§ **TASK DESCRIPTION**
Pick out every line in the records below that contains the word "leaf", and copy each of those lines.

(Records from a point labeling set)
========
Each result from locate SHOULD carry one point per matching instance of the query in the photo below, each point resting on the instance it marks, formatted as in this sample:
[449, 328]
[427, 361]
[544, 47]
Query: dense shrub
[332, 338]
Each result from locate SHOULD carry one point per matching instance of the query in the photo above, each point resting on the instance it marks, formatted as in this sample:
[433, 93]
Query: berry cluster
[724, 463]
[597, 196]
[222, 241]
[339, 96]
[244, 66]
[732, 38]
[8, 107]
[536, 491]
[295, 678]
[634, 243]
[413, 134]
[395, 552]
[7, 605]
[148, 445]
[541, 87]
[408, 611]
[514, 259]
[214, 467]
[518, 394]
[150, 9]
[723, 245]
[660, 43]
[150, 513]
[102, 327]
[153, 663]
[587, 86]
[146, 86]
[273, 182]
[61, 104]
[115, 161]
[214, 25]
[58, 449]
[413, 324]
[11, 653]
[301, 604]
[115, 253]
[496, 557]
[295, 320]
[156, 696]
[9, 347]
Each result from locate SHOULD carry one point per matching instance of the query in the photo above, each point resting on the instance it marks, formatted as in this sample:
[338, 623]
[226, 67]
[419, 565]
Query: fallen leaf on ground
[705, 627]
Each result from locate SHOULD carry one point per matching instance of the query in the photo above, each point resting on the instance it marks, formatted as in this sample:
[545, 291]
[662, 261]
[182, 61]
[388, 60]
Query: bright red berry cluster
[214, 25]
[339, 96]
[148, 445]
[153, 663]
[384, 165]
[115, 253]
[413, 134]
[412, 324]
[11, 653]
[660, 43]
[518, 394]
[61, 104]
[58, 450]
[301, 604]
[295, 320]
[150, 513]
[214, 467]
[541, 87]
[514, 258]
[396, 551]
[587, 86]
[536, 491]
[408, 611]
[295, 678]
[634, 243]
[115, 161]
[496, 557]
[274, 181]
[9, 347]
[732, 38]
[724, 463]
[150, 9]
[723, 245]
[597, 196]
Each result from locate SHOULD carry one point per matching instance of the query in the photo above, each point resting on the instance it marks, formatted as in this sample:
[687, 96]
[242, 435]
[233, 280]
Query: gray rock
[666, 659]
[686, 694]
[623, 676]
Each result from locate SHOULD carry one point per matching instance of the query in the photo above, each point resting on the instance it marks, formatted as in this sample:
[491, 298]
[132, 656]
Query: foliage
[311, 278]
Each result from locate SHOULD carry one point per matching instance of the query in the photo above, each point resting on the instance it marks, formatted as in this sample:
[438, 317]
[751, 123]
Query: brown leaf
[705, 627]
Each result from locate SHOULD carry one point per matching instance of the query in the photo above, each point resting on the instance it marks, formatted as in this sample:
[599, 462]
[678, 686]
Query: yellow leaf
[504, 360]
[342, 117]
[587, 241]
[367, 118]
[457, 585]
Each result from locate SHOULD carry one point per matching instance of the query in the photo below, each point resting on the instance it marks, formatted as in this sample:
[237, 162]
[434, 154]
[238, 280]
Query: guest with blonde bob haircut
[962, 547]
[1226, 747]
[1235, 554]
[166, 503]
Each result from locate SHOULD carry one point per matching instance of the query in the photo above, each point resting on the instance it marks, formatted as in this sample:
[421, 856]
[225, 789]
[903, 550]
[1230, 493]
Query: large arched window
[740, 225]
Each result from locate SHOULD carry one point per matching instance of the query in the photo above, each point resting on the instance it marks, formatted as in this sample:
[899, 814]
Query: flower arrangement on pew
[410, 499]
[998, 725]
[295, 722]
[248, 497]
========
§ **SOLVED EXERCISE**
Query: fallen leaf on ground
Query: brown leaf
Query: yellow leaf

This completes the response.